- TESTO DI LETTURA -
%%

I risultati dello studio con lornatinib
«Dopo cinque anni, il 60% dei pazienti trattati con lornatinib, farmaco di terza generazione degli inibitori della tirosin-chinasi, è vivo senza progressione della malattia» spiega Benjamin Solomon, oncologo del Peter MacCallum Cancer Centre di Melbourne, Australia, che ha presentato lo studio.
Un entusiasmo condiviso da Filippo de Marinis, Direttore della Divisione di Oncologia Toracica dello IEO di Milano e Presidente dell’Associazione Italiana di Oncologia Toracica: «Si tratta di un vantaggio mai ottenuto a oggi in questo tipo di patologia. Sono dati davanti ai quali non eravamo preparati, siamo davanti al nuovo standard mondiale di trattamento di pazienti ALK».
Risultati molto positivi sulla protezione delle metastasi al cervello
In più, circa il 25-40% delle persone con tumore del polmone non a piccole cellule avanzato ALK-positivo può sviluppare metastasi cerebrali entro due anni dalla diagnosi iniziale. Lorlatinib ha dimostrato di agire efficacemente anche a protezione del cervello.

%%

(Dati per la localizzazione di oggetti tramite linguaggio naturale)
%%

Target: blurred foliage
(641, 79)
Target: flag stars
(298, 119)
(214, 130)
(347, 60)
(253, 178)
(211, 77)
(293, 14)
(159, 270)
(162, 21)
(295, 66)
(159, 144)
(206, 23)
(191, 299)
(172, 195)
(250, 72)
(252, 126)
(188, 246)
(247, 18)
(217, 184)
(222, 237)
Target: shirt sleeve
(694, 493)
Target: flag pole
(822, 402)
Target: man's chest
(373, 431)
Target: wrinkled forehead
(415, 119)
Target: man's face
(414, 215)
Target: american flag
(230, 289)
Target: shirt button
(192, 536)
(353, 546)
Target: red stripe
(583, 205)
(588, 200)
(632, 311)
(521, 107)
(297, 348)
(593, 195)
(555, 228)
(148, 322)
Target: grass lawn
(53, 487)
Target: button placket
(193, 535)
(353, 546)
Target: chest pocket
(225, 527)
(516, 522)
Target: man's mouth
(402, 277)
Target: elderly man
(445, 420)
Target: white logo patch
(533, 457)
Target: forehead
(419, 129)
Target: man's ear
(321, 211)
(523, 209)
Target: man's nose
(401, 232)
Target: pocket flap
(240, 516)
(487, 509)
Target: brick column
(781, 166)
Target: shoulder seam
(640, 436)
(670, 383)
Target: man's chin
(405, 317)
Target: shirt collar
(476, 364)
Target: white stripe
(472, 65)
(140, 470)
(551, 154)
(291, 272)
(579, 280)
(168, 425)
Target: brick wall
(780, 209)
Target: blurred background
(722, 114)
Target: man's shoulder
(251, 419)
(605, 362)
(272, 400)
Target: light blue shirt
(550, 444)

%%

- ATTIVITÀ RICHIESTA 1 -
Elenca tutti i nomi di luoghi geografici che compaiono nel testo sul tumore del polmone.
- ATTIVITÀ RICHIESTA 2 -
Prosegui il testo sul tumore del polmone a partire dal punto in cui si interrompe.
L'elenco non ha alcun legame con il testo.

- SPAZIO RISPOSTA 1 -
Melbourne, Australia, Milano

- SPAZIO RISPOSTA 2 -
In chi ha ricevuto lorlatinib, solo 4 su 114 hanno sviluppato metastasi cerebrali entro i primi 16 mesi di trattamento, rispetto a 39 su 109 pazienti che hanno ricevuto un farmaco di prima generazione. Al momento dell’analisi, il 50% dei pazienti dello studio CROWN stava ancora ricevendo lorlatinib, rispetto al 5% dei pazienti che avevano ricevuto il farmaco di prima generazione.
«Riuscire a contrastare a livello intracranico il tumore ALK positivo è un punto di forza ulteriore di lorlatinib, tanto che a oggi non sappiamo se i pazienti svilupperanno le metastasi molto tardivamente o addirittura non le svilupperanno mai» commenta Lorenza Landi, responsabile Uosd sperimentazioni cliniche Fase 1 e Medicina di Precisione, Istituto Tumori Regina Elena di Roma.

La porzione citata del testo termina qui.